_Required task_. Reproduce the entries from the line containing "of the laptop" through the line containing "point(157, 703)", replacing "pixel coordinates" with "image coordinates" and leaving everything else unchanged.

_Records for this task_.
★ ★ ★

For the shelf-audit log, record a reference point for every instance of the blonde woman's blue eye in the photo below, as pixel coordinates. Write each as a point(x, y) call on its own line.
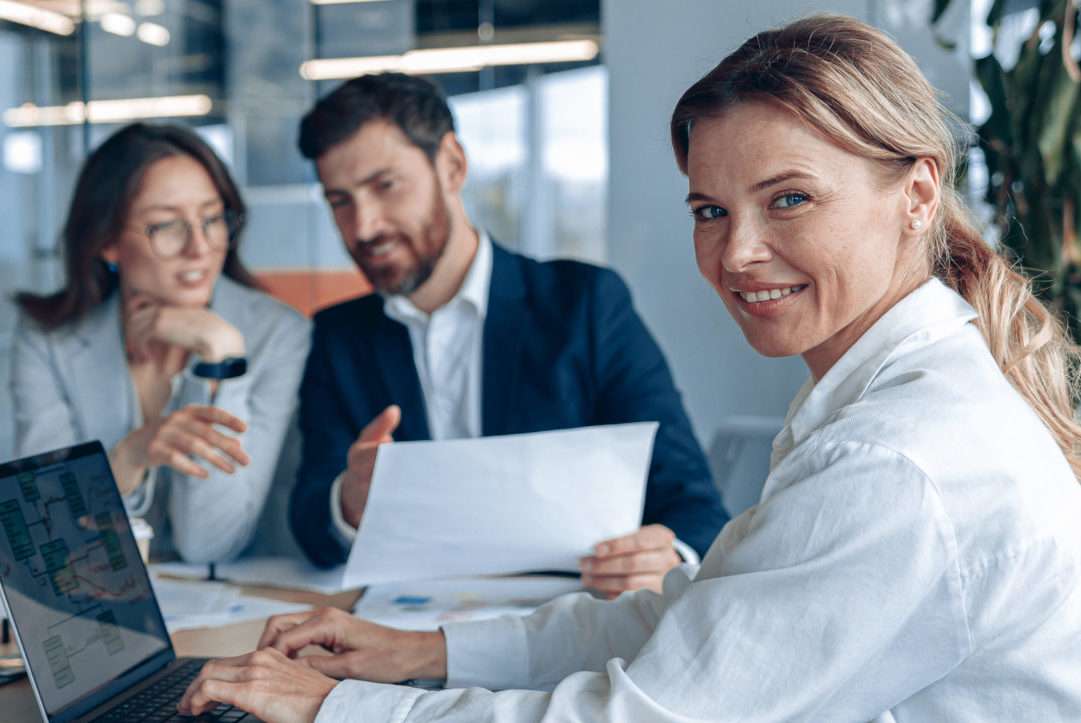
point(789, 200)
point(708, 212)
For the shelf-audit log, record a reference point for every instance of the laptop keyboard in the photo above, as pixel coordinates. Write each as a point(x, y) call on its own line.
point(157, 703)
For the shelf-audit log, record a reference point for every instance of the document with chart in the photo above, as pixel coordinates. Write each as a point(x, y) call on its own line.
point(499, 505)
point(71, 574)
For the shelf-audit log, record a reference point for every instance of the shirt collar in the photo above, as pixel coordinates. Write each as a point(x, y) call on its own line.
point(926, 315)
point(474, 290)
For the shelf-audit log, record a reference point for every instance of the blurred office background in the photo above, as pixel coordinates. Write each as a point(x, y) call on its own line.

★ ★ ★

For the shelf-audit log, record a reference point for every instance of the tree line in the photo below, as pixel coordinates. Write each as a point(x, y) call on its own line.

★ ★ ★

_The reply_.
For the shelf-audit log, record a reference point for every instance of the laptop keyboard in the photo above, as image coordinates. Write each as a point(x, y) call on its own line.
point(157, 703)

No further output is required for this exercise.